## Task requirements
Could you rewrite the rows as a numbered list, starting at the line containing "Expected: one point per instance of the umbrella pole, each" and ending at the last row, both included, with blank lines omitted and no other rows?

## Information provided
_ _ _ _ _

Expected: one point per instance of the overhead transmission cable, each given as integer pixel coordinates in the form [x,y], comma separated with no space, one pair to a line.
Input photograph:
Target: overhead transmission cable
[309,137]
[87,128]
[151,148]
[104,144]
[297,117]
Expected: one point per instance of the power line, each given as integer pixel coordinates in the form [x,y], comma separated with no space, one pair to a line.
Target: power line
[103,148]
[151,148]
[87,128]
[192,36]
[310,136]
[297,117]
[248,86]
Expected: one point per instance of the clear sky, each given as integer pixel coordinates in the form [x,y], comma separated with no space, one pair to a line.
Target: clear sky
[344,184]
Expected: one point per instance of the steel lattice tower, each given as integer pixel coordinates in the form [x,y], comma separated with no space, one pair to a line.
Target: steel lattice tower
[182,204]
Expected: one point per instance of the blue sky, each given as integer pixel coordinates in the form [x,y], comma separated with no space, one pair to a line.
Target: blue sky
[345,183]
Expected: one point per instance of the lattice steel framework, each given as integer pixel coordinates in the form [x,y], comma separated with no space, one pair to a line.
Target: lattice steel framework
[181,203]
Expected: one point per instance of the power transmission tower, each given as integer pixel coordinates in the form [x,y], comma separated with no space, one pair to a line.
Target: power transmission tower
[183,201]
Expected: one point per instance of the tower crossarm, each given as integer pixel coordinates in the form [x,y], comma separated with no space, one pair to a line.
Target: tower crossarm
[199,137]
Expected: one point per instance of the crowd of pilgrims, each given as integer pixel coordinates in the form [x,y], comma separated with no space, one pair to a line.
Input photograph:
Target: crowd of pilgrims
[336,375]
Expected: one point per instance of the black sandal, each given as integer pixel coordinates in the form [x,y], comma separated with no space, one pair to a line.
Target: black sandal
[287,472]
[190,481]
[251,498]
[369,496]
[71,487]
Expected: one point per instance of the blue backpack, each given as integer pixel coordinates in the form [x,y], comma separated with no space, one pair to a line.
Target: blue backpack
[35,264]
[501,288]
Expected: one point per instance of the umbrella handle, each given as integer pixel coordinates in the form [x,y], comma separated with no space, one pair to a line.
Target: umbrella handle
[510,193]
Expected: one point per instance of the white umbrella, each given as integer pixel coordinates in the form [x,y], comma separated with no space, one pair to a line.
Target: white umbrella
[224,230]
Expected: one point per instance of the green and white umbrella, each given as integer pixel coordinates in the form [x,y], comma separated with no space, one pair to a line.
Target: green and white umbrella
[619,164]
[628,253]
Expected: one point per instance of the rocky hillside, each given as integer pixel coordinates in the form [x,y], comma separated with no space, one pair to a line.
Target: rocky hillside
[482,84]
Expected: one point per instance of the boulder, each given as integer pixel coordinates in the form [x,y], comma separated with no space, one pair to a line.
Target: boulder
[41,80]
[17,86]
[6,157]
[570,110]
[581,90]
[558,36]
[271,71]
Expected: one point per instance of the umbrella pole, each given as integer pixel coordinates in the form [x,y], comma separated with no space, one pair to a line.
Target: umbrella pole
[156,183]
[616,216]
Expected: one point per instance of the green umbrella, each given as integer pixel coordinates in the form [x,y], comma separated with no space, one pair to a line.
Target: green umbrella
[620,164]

_ _ _ _ _

## Worked answer
1. Expected: one point per instance of the umbrella pole, each given as integer pixel coordinates in the form [x,y], comma separated with no space, one pair to a line.
2. Target: umbrella pole
3. [156,183]
4. [616,216]
5. Expected: one point per instance of the green umbrella, each given as integer pixel coordinates in the form [x,y], comma separated with no space, one pair to a line.
6. Target: green umbrella
7. [620,164]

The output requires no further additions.